• Work to be completed
Could you give every record again, exactly as it reads?

• Working data

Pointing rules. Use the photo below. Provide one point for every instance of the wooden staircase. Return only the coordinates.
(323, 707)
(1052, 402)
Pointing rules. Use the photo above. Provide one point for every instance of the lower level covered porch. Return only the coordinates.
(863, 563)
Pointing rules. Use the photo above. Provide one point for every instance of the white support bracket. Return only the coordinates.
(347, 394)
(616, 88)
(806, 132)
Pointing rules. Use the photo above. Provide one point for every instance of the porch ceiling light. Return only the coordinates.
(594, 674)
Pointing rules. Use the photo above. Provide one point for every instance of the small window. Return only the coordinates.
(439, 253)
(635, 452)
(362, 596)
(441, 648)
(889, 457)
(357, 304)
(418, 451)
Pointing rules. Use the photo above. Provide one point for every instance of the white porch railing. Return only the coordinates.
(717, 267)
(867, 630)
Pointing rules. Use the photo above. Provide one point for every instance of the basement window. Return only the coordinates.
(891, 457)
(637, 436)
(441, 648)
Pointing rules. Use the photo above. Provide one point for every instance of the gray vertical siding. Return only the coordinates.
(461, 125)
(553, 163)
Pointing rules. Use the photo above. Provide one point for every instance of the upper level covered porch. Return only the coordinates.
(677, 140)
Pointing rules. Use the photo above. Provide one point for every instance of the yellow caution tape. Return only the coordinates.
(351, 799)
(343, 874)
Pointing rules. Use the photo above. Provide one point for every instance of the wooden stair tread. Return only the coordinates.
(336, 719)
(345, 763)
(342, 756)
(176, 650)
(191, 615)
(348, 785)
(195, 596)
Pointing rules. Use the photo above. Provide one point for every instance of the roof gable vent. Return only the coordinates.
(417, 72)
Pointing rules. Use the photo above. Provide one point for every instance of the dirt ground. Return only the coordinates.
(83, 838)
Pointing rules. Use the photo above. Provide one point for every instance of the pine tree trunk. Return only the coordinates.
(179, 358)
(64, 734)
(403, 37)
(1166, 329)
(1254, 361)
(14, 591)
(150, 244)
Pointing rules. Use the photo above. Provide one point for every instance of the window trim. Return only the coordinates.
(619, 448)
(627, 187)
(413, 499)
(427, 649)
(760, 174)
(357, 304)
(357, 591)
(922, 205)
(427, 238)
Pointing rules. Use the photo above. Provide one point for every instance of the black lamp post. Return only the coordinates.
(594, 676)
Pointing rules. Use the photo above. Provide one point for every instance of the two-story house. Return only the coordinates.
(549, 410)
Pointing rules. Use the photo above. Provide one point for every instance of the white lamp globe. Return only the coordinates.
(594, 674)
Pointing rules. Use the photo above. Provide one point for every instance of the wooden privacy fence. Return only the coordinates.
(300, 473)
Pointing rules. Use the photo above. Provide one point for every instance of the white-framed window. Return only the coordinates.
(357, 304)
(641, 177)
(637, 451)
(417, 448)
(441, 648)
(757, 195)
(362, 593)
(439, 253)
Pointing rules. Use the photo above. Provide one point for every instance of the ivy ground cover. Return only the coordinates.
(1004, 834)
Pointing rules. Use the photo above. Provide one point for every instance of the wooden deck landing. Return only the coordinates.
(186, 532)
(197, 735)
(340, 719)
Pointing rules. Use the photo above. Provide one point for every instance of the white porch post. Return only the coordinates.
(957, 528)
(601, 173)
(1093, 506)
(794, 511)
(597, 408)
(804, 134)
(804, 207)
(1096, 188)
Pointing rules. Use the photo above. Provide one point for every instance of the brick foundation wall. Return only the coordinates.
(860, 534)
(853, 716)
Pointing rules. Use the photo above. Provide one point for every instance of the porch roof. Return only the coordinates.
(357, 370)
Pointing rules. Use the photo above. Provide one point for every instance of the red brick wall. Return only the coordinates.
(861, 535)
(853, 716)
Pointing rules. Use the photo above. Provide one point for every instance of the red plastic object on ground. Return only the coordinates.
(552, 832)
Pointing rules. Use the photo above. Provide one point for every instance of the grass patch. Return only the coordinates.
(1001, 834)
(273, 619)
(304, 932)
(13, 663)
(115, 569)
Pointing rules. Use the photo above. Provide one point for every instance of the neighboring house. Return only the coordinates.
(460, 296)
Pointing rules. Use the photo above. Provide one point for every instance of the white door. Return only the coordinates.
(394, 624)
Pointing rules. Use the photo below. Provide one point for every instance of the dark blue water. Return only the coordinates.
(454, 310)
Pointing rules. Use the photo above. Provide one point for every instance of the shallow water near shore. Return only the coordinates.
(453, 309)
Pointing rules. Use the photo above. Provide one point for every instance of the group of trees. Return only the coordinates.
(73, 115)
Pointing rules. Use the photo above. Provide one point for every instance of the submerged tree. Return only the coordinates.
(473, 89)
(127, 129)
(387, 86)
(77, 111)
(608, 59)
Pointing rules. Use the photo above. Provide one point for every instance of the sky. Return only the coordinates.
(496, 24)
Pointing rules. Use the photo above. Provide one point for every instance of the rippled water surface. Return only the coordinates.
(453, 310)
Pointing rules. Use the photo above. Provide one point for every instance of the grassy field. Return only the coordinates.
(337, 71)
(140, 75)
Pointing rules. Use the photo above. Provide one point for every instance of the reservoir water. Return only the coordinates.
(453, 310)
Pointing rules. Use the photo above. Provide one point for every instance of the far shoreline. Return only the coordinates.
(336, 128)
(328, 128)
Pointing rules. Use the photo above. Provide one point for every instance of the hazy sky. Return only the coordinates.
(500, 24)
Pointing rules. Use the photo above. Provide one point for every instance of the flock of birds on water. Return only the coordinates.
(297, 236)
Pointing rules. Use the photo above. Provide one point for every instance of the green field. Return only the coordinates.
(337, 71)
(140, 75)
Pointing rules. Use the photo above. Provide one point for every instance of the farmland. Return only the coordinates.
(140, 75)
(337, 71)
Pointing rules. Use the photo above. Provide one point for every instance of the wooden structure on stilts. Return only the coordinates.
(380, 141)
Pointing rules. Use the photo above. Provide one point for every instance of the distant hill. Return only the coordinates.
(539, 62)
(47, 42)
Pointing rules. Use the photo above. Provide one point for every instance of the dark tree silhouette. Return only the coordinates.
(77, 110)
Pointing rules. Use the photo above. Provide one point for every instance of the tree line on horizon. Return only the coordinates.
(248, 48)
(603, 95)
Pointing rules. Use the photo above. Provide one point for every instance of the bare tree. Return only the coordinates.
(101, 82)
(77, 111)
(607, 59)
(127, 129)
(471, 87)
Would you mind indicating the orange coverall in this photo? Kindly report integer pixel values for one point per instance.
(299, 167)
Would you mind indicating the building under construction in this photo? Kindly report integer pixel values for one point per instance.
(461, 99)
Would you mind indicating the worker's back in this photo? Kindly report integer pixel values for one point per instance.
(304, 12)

• Finished task
Pointing rules. Use the photo below. Provide one point for every instance of the wooden staircase. Return only the coordinates.
(323, 707)
(1052, 402)
Pointing rules. Use the photo above. Provide one point for every instance of the lower level covered porch. Return only the coordinates.
(863, 563)
Pointing rules. Use the photo above. Provide one point for every instance of the white support bracket. Return only the coordinates.
(347, 394)
(616, 88)
(806, 132)
Pointing rules. Use the photo above. Provide one point for every instance of the porch ceiling light. Return only the coordinates.
(594, 674)
Pointing rules. Use the photo above. Provide one point for every instance of the small window. Return only the coordinates.
(439, 253)
(635, 452)
(362, 596)
(441, 648)
(889, 457)
(357, 304)
(418, 451)
Pointing rules. Use the photo above. Provide one point for every instance of the white porch railing. Return only the coordinates.
(717, 267)
(867, 630)
Pointing rules. Use the photo above. Provide one point for every instance of the basement window. Return only the coordinates.
(891, 457)
(637, 436)
(441, 648)
Pointing rules. Use the photo above. Provide one point for every instance of the gray vertical siding. Return only the coordinates.
(461, 125)
(553, 163)
Pointing rules. Use the photo above. Provide one point for every instance of the upper level covered porch. Return only the coordinates.
(677, 140)
Pointing rules. Use the photo above. Provide one point for every instance of the yellow caution tape. Return only the coordinates.
(351, 799)
(343, 874)
Pointing rules. Use the photo above. Provide one point for every instance of the wooden stair tread. Return only the coordinates.
(336, 719)
(345, 763)
(342, 756)
(176, 650)
(191, 615)
(348, 785)
(195, 596)
Pointing rules. Use the photo above. Provide one point for every instance of the roof gable vent. Return only the coordinates.
(417, 72)
Pointing rules. Use the photo above. Provide one point for every instance of the dirt ground. Return only the coordinates.
(83, 838)
Pointing rules. Use the photo above. Provide one point for every instance of the pine tree trunk. Return only the coordinates.
(179, 358)
(64, 734)
(403, 37)
(1166, 329)
(1254, 361)
(14, 591)
(150, 244)
Pointing rules. Use the photo above. Provide one point for every instance of the window trim. Return only the coordinates.
(619, 448)
(627, 187)
(413, 499)
(427, 649)
(760, 174)
(357, 304)
(357, 591)
(922, 205)
(427, 238)
Pointing rules. Use the photo above. Provide one point for every instance of the black lamp post. Return only the coordinates.
(594, 676)
Pointing rules. Use the photo above. Provide one point for every instance of the two-story house. Return only the coordinates.
(549, 410)
Pointing rules. Use the photo above. Provide one point for every instance of the white lamp globe. Return only the coordinates.
(594, 674)
Pointing rules. Use the photo above. Provide one point for every instance of the wooden privacy fence. Return only the coordinates.
(300, 473)
Pointing rules. Use the photo above. Provide one point for every instance of the white-framed window. Return only the coordinates.
(357, 304)
(641, 177)
(637, 451)
(417, 448)
(441, 648)
(757, 195)
(362, 593)
(439, 253)
Pointing rules. Use the photo above. Provide one point for every instance of the ivy ground cover. Return only the coordinates.
(1004, 834)
Pointing rules. Use the photo above. Provide one point for every instance of the wooden deck landing. Return only the coordinates.
(186, 532)
(197, 735)
(340, 719)
Pointing rules. Use the photo above. Provide one point for every instance of the white porch post. Return only the coordinates.
(957, 528)
(601, 173)
(1093, 506)
(794, 511)
(597, 408)
(804, 134)
(804, 207)
(1096, 188)
Pointing rules. Use the photo above. Provide one point for every instance of the brick foundation wall. Return only the coordinates.
(860, 534)
(853, 716)
Pointing rules. Use the photo above. Provide one point for every instance of the porch roof. Return only the coordinates.
(357, 370)
Pointing rules. Use the photo above. Provide one point for every instance of the red brick wall. Return only the coordinates.
(861, 535)
(853, 716)
Pointing rules. Use the photo above. Provide one point for every instance of the red plastic object on ground. Return only the coordinates.
(552, 832)
Pointing rules. Use the photo above. Provide one point for every instance of the grass patch. Return only the coordinates.
(1001, 834)
(273, 619)
(304, 932)
(13, 663)
(115, 569)
Pointing rules. Use the photo above. Provide one point for every instance of the neighboring house. Return only the coordinates.
(460, 296)
Pointing rules. Use the photo above. Provide one point for every instance of the white door. Return only the coordinates.
(394, 624)
Pointing rules. Use the photo below. Provide one point for every instance of the dark blue water. Return only the coordinates.
(454, 310)
Pointing rules. Use the photo above. Provide one point for every instance of the shallow water near shore. Return only the coordinates.
(453, 309)
Pointing rules. Use the photo above. Provide one point for every instance of the group of trees. Return only the coordinates.
(73, 115)
Pointing rules. Use the photo above. Provide one point for every instance of the submerged tree. Return only the coordinates.
(473, 89)
(127, 129)
(387, 86)
(77, 111)
(608, 59)
Pointing rules. Use the photo above. Provide one point for every instance of the sky. Return only the coordinates.
(496, 24)
Pointing rules. Use the photo above. Provide one point for every instance of the rippled water surface. Return only the coordinates.
(453, 310)
Pointing rules. Use the photo above. Provide one point for every instance of the grassy field. Return only the coordinates.
(337, 71)
(140, 75)
Pointing rules. Use the photo above. Provide one point for every instance of the reservoir water. Return only the coordinates.
(453, 310)
Pointing rules. Use the photo above. Provide one point for every instance of the far shoreline. Return only the coordinates.
(336, 128)
(328, 128)
Pointing rules. Use the photo above. Provide one point for every instance of the hazy sky. Return only the coordinates.
(500, 24)
Pointing rules. Use the photo above. Provide one point for every instance of the flock of birds on water. Return only the coordinates.
(297, 236)
Pointing rules. Use the photo above. Provide one point for every instance of the green field. Return only the coordinates.
(337, 71)
(140, 75)
Pointing rules. Use the photo above. Provide one point for every instance of the farmland. Return only the coordinates.
(140, 75)
(337, 71)
Pointing rules. Use the photo above. Provide one point for every instance of the wooden structure on stilts. Return only the coordinates.
(380, 141)
Pointing rules. Use the photo above. Provide one point for every instance of the distant hill. Return only the coordinates.
(539, 62)
(47, 42)
Pointing rules. Use the photo above. Provide one point for every instance of the dark tree silhouette. Return only the coordinates.
(77, 110)
Pointing rules. Use the photo above. Provide one point for every instance of the tree line on horizon. Return only the coordinates.
(248, 48)
(603, 95)
Pointing rules. Use the photo above. Provide one point for every instance of the bare tree. Return only the coordinates.
(101, 82)
(77, 111)
(607, 59)
(127, 129)
(471, 87)
Would you mind indicating the orange coverall in this photo? Kindly report integer pixel values for one point per instance.
(299, 167)
Would you mind indicating the building under construction in this photo? Kindly report integer pixel values for one point per instance.
(461, 99)
Would you mind indicating the worker's back in this photo? Kindly report integer pixel values for one point per instance.
(304, 12)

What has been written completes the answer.